CHALLENGE =>
Please copy out everything from the line containing "of the ornate" down to the end of the records, with each line included, and shift every coordinate in the answers up by 116.
▼
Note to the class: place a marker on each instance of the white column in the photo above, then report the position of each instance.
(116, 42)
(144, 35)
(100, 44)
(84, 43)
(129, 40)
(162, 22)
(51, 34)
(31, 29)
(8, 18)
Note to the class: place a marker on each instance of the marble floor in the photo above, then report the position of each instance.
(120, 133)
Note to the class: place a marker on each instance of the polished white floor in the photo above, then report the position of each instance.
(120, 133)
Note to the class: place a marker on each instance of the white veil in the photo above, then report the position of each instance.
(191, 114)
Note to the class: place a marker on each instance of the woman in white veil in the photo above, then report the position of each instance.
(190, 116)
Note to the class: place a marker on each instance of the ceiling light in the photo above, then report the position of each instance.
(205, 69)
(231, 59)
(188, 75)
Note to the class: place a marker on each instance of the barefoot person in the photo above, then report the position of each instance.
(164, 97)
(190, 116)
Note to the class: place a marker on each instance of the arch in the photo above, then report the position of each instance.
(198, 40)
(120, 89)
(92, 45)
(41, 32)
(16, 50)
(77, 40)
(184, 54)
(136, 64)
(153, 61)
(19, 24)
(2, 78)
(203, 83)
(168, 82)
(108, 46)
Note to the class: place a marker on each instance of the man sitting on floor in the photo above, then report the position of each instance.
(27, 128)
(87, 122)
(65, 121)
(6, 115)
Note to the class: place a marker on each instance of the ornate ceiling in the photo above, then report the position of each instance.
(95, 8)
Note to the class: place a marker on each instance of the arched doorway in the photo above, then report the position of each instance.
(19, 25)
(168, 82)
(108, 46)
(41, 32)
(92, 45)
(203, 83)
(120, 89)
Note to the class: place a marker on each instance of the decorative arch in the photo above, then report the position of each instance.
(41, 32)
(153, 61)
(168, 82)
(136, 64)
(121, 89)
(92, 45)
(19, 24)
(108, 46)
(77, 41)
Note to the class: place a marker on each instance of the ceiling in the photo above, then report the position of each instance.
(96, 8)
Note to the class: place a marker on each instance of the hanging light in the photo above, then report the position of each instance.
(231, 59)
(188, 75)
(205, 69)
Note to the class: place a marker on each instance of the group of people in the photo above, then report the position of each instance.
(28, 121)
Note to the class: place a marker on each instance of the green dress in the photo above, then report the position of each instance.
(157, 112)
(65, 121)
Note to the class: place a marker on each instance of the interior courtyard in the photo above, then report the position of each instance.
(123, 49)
▲
THE REPLY =>
Note to the class: place a marker on each instance of the ornate ceiling in the photo above, then report the position of each instance.
(211, 124)
Note to the class: place a marker on each instance of the arched doorway in the photo above, then report the position of each instance.
(135, 141)
(284, 198)
(224, 162)
(157, 148)
(208, 161)
(319, 199)
(236, 205)
Note to the class: place a marker on each instance of the decorative arch in the photo above, then report the position of each instance.
(157, 148)
(269, 177)
(284, 198)
(252, 180)
(237, 205)
(208, 161)
(135, 140)
(224, 162)
(193, 157)
Note to the class: place a marker on each instance of the ceiling in the photo above, then report the position of each instance.
(212, 124)
Note to the class: place a marker on each instance of the hanging light in the photo above, then report the position of each instance.
(347, 175)
(304, 191)
(321, 185)
Note to the class: place a marker on each instance of the group of people in the photo above, then report the position of each instance.
(144, 237)
Note to the class: place a marker on each instance of the green dress in the photo above, then report the position of each instance.
(273, 228)
(181, 237)
Note to the class: place a marker on each instance of the interior courtyard in the photo above, then report the position of each instance.
(239, 165)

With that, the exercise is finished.